Report every line of the records below that holds the word "navy", copying each such line in full.
____________________
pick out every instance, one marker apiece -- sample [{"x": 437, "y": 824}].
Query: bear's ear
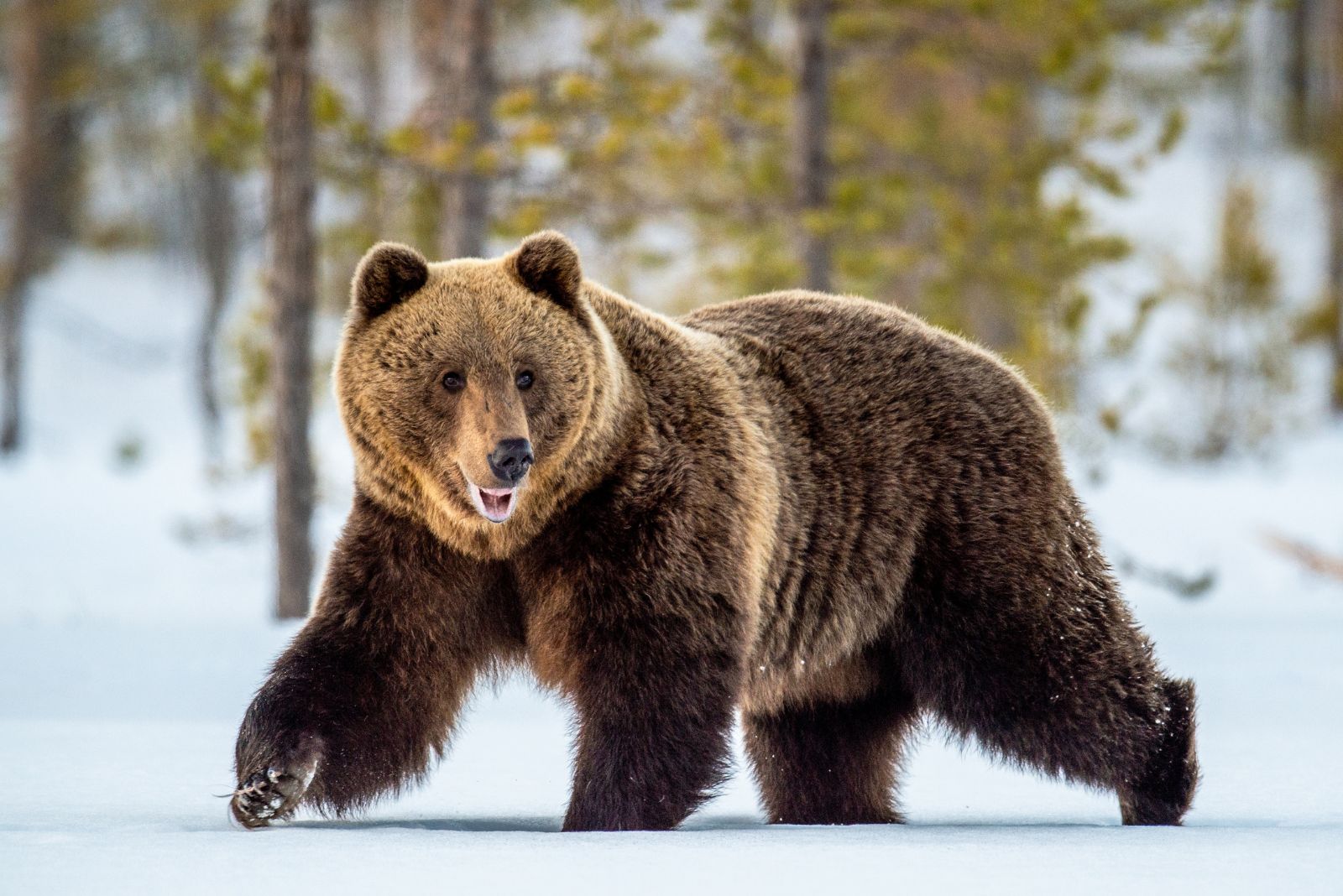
[
  {"x": 389, "y": 273},
  {"x": 548, "y": 264}
]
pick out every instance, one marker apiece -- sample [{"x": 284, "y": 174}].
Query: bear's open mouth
[{"x": 494, "y": 504}]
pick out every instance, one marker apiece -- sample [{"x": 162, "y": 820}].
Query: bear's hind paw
[{"x": 272, "y": 794}]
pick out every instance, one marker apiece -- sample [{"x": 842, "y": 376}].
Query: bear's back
[{"x": 886, "y": 434}]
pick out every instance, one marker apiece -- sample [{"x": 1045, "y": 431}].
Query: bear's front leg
[
  {"x": 655, "y": 701},
  {"x": 367, "y": 692}
]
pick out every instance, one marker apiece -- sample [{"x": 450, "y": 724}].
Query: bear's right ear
[{"x": 387, "y": 273}]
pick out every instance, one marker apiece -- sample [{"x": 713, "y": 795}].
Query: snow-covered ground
[
  {"x": 129, "y": 649},
  {"x": 133, "y": 629}
]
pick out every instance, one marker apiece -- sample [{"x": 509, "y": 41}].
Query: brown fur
[{"x": 817, "y": 510}]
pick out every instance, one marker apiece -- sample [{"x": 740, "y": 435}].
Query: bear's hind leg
[
  {"x": 832, "y": 763},
  {"x": 1166, "y": 788},
  {"x": 1068, "y": 687}
]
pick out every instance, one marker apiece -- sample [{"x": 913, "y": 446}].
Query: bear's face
[{"x": 463, "y": 384}]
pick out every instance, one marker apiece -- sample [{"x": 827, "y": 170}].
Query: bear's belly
[{"x": 771, "y": 687}]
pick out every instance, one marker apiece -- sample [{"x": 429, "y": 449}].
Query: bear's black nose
[{"x": 510, "y": 459}]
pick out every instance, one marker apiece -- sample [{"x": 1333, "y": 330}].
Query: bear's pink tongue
[{"x": 497, "y": 503}]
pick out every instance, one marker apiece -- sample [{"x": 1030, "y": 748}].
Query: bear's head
[{"x": 468, "y": 387}]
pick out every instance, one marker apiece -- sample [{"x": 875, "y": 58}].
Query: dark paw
[{"x": 273, "y": 793}]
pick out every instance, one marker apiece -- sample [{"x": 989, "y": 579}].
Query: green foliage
[
  {"x": 947, "y": 120},
  {"x": 1235, "y": 367}
]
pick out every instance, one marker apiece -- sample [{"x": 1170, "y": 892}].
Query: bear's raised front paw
[{"x": 273, "y": 793}]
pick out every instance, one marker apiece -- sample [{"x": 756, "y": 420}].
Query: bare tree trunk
[
  {"x": 456, "y": 55},
  {"x": 813, "y": 136},
  {"x": 1331, "y": 145},
  {"x": 373, "y": 96},
  {"x": 217, "y": 233},
  {"x": 289, "y": 223},
  {"x": 30, "y": 38},
  {"x": 1335, "y": 282}
]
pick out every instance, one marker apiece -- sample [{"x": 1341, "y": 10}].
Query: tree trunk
[
  {"x": 813, "y": 136},
  {"x": 30, "y": 71},
  {"x": 217, "y": 232},
  {"x": 1330, "y": 137},
  {"x": 1335, "y": 284},
  {"x": 289, "y": 224},
  {"x": 456, "y": 56},
  {"x": 367, "y": 16}
]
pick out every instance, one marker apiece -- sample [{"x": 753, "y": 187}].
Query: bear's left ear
[
  {"x": 548, "y": 264},
  {"x": 389, "y": 273}
]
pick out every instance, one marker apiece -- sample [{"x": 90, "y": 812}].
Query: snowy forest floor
[
  {"x": 118, "y": 741},
  {"x": 133, "y": 629}
]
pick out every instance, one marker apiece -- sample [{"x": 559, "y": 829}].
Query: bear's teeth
[{"x": 496, "y": 504}]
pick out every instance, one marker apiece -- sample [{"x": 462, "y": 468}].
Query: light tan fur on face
[{"x": 415, "y": 448}]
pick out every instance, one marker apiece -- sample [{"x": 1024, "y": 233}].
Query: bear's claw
[{"x": 272, "y": 794}]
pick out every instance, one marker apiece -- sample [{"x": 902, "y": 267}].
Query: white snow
[
  {"x": 132, "y": 636},
  {"x": 128, "y": 655}
]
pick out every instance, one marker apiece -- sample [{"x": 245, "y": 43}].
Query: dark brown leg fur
[
  {"x": 367, "y": 694},
  {"x": 832, "y": 763},
  {"x": 1163, "y": 793},
  {"x": 653, "y": 739},
  {"x": 1085, "y": 701}
]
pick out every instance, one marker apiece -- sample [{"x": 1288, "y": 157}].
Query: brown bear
[{"x": 818, "y": 511}]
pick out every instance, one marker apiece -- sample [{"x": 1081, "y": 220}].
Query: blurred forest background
[{"x": 947, "y": 156}]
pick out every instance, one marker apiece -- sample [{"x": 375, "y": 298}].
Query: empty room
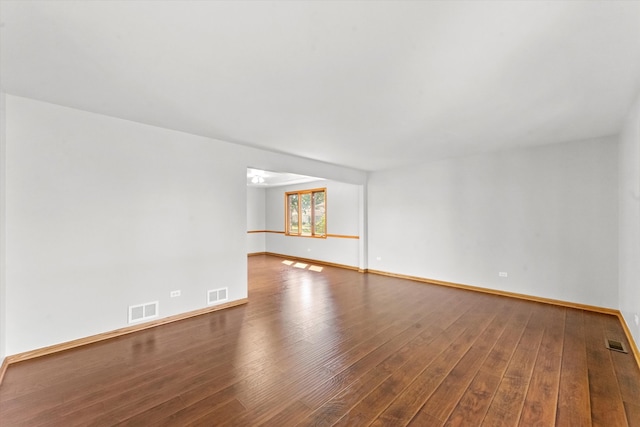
[{"x": 386, "y": 213}]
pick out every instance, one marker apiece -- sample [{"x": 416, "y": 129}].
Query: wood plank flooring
[{"x": 338, "y": 347}]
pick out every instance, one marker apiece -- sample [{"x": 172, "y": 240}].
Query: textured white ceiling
[{"x": 370, "y": 85}]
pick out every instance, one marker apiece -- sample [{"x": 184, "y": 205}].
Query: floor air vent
[
  {"x": 215, "y": 296},
  {"x": 140, "y": 312},
  {"x": 615, "y": 345}
]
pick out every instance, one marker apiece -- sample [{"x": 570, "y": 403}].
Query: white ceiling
[
  {"x": 370, "y": 85},
  {"x": 276, "y": 179}
]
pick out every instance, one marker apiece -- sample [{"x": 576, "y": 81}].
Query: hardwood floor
[{"x": 339, "y": 347}]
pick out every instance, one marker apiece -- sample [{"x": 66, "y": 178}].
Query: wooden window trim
[{"x": 299, "y": 193}]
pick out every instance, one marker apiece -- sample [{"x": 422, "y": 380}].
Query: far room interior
[{"x": 332, "y": 236}]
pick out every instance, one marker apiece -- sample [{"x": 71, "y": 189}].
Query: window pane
[
  {"x": 305, "y": 203},
  {"x": 319, "y": 213},
  {"x": 292, "y": 205}
]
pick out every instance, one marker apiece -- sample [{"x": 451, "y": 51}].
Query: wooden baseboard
[
  {"x": 500, "y": 293},
  {"x": 3, "y": 369},
  {"x": 311, "y": 261},
  {"x": 111, "y": 334},
  {"x": 632, "y": 343}
]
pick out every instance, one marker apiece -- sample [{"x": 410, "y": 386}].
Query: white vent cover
[
  {"x": 215, "y": 296},
  {"x": 141, "y": 312}
]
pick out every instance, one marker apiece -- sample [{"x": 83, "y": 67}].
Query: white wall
[
  {"x": 547, "y": 216},
  {"x": 102, "y": 213},
  {"x": 630, "y": 220},
  {"x": 255, "y": 219},
  {"x": 3, "y": 299},
  {"x": 343, "y": 217}
]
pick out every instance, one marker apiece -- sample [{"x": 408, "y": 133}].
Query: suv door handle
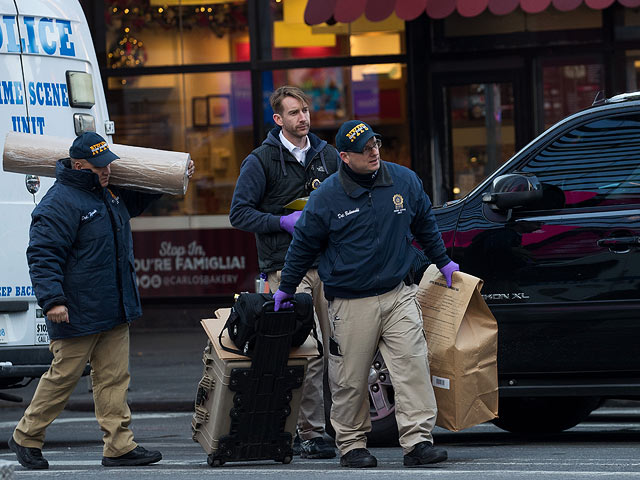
[{"x": 619, "y": 244}]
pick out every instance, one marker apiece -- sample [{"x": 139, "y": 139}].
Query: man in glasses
[{"x": 362, "y": 222}]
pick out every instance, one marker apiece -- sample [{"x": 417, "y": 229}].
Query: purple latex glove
[
  {"x": 448, "y": 270},
  {"x": 279, "y": 298},
  {"x": 287, "y": 222}
]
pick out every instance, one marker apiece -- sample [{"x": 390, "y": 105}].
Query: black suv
[{"x": 555, "y": 235}]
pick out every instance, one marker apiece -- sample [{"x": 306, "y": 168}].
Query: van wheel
[
  {"x": 543, "y": 414},
  {"x": 384, "y": 430}
]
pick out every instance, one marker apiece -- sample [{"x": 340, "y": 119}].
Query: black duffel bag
[{"x": 242, "y": 323}]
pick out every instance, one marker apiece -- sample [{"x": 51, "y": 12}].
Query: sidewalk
[{"x": 165, "y": 365}]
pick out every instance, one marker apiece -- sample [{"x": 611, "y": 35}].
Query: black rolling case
[{"x": 246, "y": 408}]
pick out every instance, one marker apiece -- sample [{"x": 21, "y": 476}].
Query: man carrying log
[{"x": 80, "y": 257}]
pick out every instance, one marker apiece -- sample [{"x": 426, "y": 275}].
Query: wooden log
[{"x": 137, "y": 168}]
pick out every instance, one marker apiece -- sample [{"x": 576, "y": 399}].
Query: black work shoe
[
  {"x": 137, "y": 456},
  {"x": 297, "y": 446},
  {"x": 30, "y": 458},
  {"x": 424, "y": 453},
  {"x": 317, "y": 448},
  {"x": 358, "y": 458}
]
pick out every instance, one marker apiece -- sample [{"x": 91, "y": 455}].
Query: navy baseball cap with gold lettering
[
  {"x": 353, "y": 136},
  {"x": 93, "y": 148}
]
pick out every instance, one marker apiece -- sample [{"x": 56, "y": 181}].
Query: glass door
[
  {"x": 482, "y": 131},
  {"x": 477, "y": 126}
]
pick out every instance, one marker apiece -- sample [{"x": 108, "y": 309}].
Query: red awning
[{"x": 319, "y": 11}]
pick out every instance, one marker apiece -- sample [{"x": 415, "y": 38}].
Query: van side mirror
[{"x": 514, "y": 191}]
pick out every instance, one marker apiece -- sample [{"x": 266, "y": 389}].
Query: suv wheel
[{"x": 543, "y": 414}]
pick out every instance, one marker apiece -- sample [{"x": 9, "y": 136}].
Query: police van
[{"x": 49, "y": 85}]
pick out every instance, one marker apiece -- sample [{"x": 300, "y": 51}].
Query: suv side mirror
[{"x": 509, "y": 192}]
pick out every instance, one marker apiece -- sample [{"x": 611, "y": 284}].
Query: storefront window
[
  {"x": 482, "y": 131},
  {"x": 292, "y": 38},
  {"x": 196, "y": 113},
  {"x": 373, "y": 93},
  {"x": 569, "y": 86},
  {"x": 175, "y": 32},
  {"x": 633, "y": 70}
]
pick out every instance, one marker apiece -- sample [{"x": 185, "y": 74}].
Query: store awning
[{"x": 345, "y": 11}]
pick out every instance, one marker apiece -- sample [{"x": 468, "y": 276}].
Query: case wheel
[{"x": 214, "y": 462}]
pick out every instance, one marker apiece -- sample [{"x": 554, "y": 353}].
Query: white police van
[{"x": 49, "y": 85}]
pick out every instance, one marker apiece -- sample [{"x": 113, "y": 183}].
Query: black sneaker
[
  {"x": 30, "y": 458},
  {"x": 297, "y": 446},
  {"x": 137, "y": 456},
  {"x": 358, "y": 458},
  {"x": 317, "y": 448},
  {"x": 424, "y": 453}
]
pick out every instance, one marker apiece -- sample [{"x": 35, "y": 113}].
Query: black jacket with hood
[{"x": 271, "y": 177}]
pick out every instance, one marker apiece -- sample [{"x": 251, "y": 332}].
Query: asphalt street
[{"x": 166, "y": 368}]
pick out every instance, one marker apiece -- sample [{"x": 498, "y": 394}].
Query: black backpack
[{"x": 246, "y": 313}]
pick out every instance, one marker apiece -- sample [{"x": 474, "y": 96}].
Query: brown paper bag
[{"x": 462, "y": 335}]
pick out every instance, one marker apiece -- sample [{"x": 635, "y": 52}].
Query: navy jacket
[
  {"x": 80, "y": 252},
  {"x": 270, "y": 177},
  {"x": 363, "y": 236}
]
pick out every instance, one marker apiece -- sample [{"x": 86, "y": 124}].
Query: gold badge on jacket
[{"x": 398, "y": 203}]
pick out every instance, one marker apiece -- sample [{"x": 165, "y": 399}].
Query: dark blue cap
[
  {"x": 353, "y": 136},
  {"x": 93, "y": 148}
]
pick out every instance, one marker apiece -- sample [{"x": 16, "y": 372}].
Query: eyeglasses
[{"x": 377, "y": 143}]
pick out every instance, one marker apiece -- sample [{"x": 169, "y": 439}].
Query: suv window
[{"x": 596, "y": 164}]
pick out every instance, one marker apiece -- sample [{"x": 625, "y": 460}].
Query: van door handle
[{"x": 619, "y": 244}]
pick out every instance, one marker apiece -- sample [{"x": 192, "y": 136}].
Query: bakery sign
[{"x": 189, "y": 263}]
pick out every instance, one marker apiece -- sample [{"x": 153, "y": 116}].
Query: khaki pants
[
  {"x": 311, "y": 416},
  {"x": 108, "y": 353},
  {"x": 391, "y": 322}
]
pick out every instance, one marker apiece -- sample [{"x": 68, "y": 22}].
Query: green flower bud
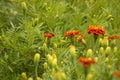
[
  {"x": 63, "y": 75},
  {"x": 101, "y": 50},
  {"x": 96, "y": 59},
  {"x": 89, "y": 77},
  {"x": 44, "y": 46},
  {"x": 50, "y": 59},
  {"x": 30, "y": 78},
  {"x": 115, "y": 50},
  {"x": 105, "y": 41},
  {"x": 107, "y": 51},
  {"x": 24, "y": 76},
  {"x": 45, "y": 65},
  {"x": 72, "y": 50},
  {"x": 24, "y": 6},
  {"x": 106, "y": 59},
  {"x": 109, "y": 66},
  {"x": 54, "y": 62},
  {"x": 36, "y": 58},
  {"x": 55, "y": 45},
  {"x": 89, "y": 53},
  {"x": 38, "y": 78},
  {"x": 101, "y": 42}
]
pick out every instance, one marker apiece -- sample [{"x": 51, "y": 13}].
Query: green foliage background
[{"x": 21, "y": 36}]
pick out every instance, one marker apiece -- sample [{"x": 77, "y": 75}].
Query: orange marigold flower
[
  {"x": 71, "y": 33},
  {"x": 96, "y": 30},
  {"x": 117, "y": 73},
  {"x": 49, "y": 35},
  {"x": 113, "y": 37},
  {"x": 79, "y": 38},
  {"x": 86, "y": 61}
]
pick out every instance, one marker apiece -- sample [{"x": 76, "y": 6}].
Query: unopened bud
[
  {"x": 63, "y": 75},
  {"x": 107, "y": 51},
  {"x": 55, "y": 45},
  {"x": 38, "y": 78},
  {"x": 24, "y": 6},
  {"x": 30, "y": 78},
  {"x": 83, "y": 42},
  {"x": 45, "y": 65},
  {"x": 101, "y": 50},
  {"x": 89, "y": 53},
  {"x": 54, "y": 62},
  {"x": 36, "y": 58},
  {"x": 54, "y": 55},
  {"x": 44, "y": 46},
  {"x": 50, "y": 59},
  {"x": 58, "y": 75},
  {"x": 115, "y": 50},
  {"x": 72, "y": 50},
  {"x": 106, "y": 59},
  {"x": 109, "y": 66},
  {"x": 101, "y": 42},
  {"x": 24, "y": 76},
  {"x": 96, "y": 59},
  {"x": 89, "y": 76},
  {"x": 105, "y": 41}
]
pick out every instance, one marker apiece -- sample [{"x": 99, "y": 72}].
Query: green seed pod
[
  {"x": 50, "y": 59},
  {"x": 115, "y": 50},
  {"x": 38, "y": 78},
  {"x": 89, "y": 53},
  {"x": 45, "y": 65},
  {"x": 30, "y": 78},
  {"x": 101, "y": 50},
  {"x": 24, "y": 76},
  {"x": 107, "y": 51},
  {"x": 72, "y": 50},
  {"x": 36, "y": 58},
  {"x": 24, "y": 6}
]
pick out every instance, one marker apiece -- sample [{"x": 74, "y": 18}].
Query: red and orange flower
[
  {"x": 96, "y": 30},
  {"x": 49, "y": 35},
  {"x": 86, "y": 61},
  {"x": 113, "y": 37},
  {"x": 71, "y": 33}
]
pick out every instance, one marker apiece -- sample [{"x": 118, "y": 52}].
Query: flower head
[
  {"x": 49, "y": 35},
  {"x": 96, "y": 30},
  {"x": 117, "y": 73},
  {"x": 79, "y": 38},
  {"x": 86, "y": 61},
  {"x": 71, "y": 33},
  {"x": 113, "y": 37}
]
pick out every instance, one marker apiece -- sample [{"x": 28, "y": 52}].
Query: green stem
[{"x": 36, "y": 66}]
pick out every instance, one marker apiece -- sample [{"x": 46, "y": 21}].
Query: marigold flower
[
  {"x": 71, "y": 33},
  {"x": 117, "y": 73},
  {"x": 79, "y": 38},
  {"x": 86, "y": 61},
  {"x": 49, "y": 35},
  {"x": 96, "y": 30},
  {"x": 113, "y": 37}
]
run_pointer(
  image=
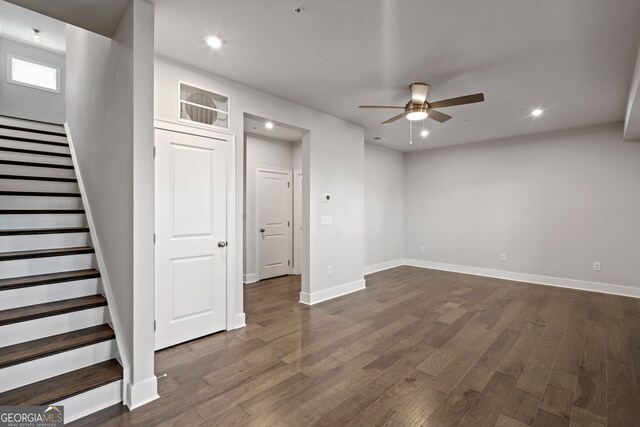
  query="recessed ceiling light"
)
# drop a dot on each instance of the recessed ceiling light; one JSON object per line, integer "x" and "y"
{"x": 215, "y": 42}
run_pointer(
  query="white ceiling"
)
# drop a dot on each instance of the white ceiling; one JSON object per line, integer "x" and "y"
{"x": 573, "y": 58}
{"x": 283, "y": 132}
{"x": 99, "y": 16}
{"x": 18, "y": 23}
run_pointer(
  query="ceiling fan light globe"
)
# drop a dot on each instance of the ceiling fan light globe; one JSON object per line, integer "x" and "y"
{"x": 417, "y": 115}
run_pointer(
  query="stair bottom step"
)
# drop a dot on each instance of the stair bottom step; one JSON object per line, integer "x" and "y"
{"x": 65, "y": 386}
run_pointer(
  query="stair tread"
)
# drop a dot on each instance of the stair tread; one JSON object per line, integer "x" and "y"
{"x": 64, "y": 386}
{"x": 39, "y": 193}
{"x": 39, "y": 211}
{"x": 54, "y": 308}
{"x": 36, "y": 152}
{"x": 35, "y": 164}
{"x": 31, "y": 231}
{"x": 30, "y": 350}
{"x": 28, "y": 129}
{"x": 45, "y": 253}
{"x": 47, "y": 279}
{"x": 38, "y": 178}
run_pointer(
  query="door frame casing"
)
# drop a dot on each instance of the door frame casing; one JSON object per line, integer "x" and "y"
{"x": 230, "y": 138}
{"x": 289, "y": 173}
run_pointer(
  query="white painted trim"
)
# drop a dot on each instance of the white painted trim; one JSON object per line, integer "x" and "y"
{"x": 142, "y": 392}
{"x": 240, "y": 321}
{"x": 336, "y": 291}
{"x": 582, "y": 285}
{"x": 250, "y": 278}
{"x": 383, "y": 266}
{"x": 104, "y": 274}
{"x": 87, "y": 403}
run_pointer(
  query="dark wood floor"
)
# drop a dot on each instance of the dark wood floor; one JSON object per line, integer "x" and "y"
{"x": 417, "y": 347}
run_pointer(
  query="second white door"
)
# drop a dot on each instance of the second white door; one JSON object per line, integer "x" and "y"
{"x": 274, "y": 222}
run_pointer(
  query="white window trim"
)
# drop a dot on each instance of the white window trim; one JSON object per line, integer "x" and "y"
{"x": 10, "y": 56}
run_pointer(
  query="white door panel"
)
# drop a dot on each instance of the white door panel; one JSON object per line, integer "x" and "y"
{"x": 190, "y": 223}
{"x": 274, "y": 219}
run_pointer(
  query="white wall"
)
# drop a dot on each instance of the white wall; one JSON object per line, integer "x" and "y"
{"x": 110, "y": 120}
{"x": 333, "y": 155}
{"x": 260, "y": 151}
{"x": 27, "y": 102}
{"x": 554, "y": 203}
{"x": 383, "y": 206}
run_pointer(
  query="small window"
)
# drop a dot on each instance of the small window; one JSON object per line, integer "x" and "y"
{"x": 32, "y": 73}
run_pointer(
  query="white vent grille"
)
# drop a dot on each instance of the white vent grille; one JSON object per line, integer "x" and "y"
{"x": 202, "y": 106}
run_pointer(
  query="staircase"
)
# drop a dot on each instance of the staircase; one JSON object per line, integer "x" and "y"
{"x": 56, "y": 345}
____________________
* _COMPLETE OUTPUT_:
Query: navy baseball cap with gold lettering
Query: navy jacket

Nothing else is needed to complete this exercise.